### Exercise 1
Add 7 to every coordinate in the answers of the records that follow the text, and write out all the lines of those records again, requests included. Leave the pictures out.

━━━ Given text

Latest revision as of 00:12, 16 December 2024

Geologically-formed topological depression For other uses, see Sinkhole (disambiguation). "Doline" redirects here. For other meanings, see Doline (disambiguation).

The Red Lake sinkhole in Croatia

A sinkhole is a depression or hole in the ground caused by some form of collapse of the surface layer. The term is sometimes used to refer to doline, enclosed depressions that are also known as shakeholes, and to openings where surface water enters into underground passages known as ponor, swallow hole or swallet. A cenote is a type of sinkhole that exposes groundwater underneath. Sink, and stream sink are more general terms for sites that drain surface water, possibly by infiltration into sediment or crumbled rock.

Most sinkholes are caused by karst processes – the chemical dissolution of carbonate rocks, collapse or suffosion processes. Sinkholes are usually circular and vary in size from tens to hundreds of meters both in diameter and depth, and vary in form from soil-lined bowls to bedrock-edged chasms. Sinkholes may form gradually or suddenly, and are found worldwide.

Formation

Sinkholes near the Dead Sea, formed when underground salt is dissolved by freshwater intrusion, due to continuing sea-level drop.
Collapse sinkhole in Chinchón, Spain.

Natural processes

Sinkholes may capture surface drainage from running or standing water, but may also form in high and dry places in specific locations. Sinkholes that capture drainage can hold it in large limestone caves. These caves may drain into tributaries of larger rivers.

The formation of sinkholes involves natural processes of erosion or gradual removal of slightly soluble bedrock (such as limestone) by percolating water, the collapse of a cave roof, or a lowering of the water table. Sinkholes often form through the process of suffosion. For example, groundwater may dissolve the carbonate cement holding the sandstone particles together and then carry away the lax particles, gradually forming a void.

Occasionally a sinkhole may exhibit a visible opening into a cave below. In the case of exceptionally large sinkholes, such as the Minyé sinkhole in Papua New Guinea or Cedar Sink at Mammoth Cave National Park in Kentucky, an underground stream or river may be visible across its bottom flowing from one side to the other.

Sinkholes are common where the rock below the land surface is limestone or other carbonate rock, salt beds, or in other soluble rocks, such as gypsum, that can be dissolved naturally by circulating ground water. Sinkholes also occur in sandstone and quartzite terrains.

As the rock dissolves, spaces and caverns develop underground. These sinkholes can be dramatic, because the surface land usually stays intact until there is not enough support. Then, a sudden collapse of the land surface can occur.

Space and planetary bodies

On 2 July 2015, scientists reported that active pits, related to sinkhole collapses and possibly associated with outbursts, were found on the comet 67P/Churyumov-Gerasimenko by the Rosetta space probe.

Artificial processes

Main article: Pinge
A 32 feet deep collapse formed by rainwater leaking through pavement and carrying soil into a ruptured sewer pipe in the parking lot at Georgia Tech in Atlanta, Georgia in 2005.

━━━━━━
━━━ Recorded data

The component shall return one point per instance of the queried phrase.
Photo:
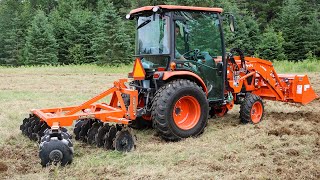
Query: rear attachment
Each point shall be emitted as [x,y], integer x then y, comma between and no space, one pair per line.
[100,124]
[260,78]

━━━━━━

### Exercise 2
In the sinkhole text, starting with "Most sinkholes are" and going on through "continuing sea-level drop.", replace "circular" with "round" and write that passage out again.

### Full response 1
The component shall return one point per instance of the queried phrase.
Photo:
Query: rear attachment
Each point shall be emitted as [x,y], integer x then y, comma between and no space, one pair per line.
[107,131]
[267,85]

### Full response 2
Most sinkholes are caused by karst processes – the chemical dissolution of carbonate rocks, collapse or suffosion processes. Sinkholes are usually round and vary in size from tens to hundreds of meters both in diameter and depth, and vary in form from soil-lined bowls to bedrock-edged chasms. Sinkholes may form gradually or suddenly, and are found worldwide.

Formation

Sinkholes near the Dead Sea, formed when underground salt is dissolved by freshwater intrusion, due to continuing sea-level drop.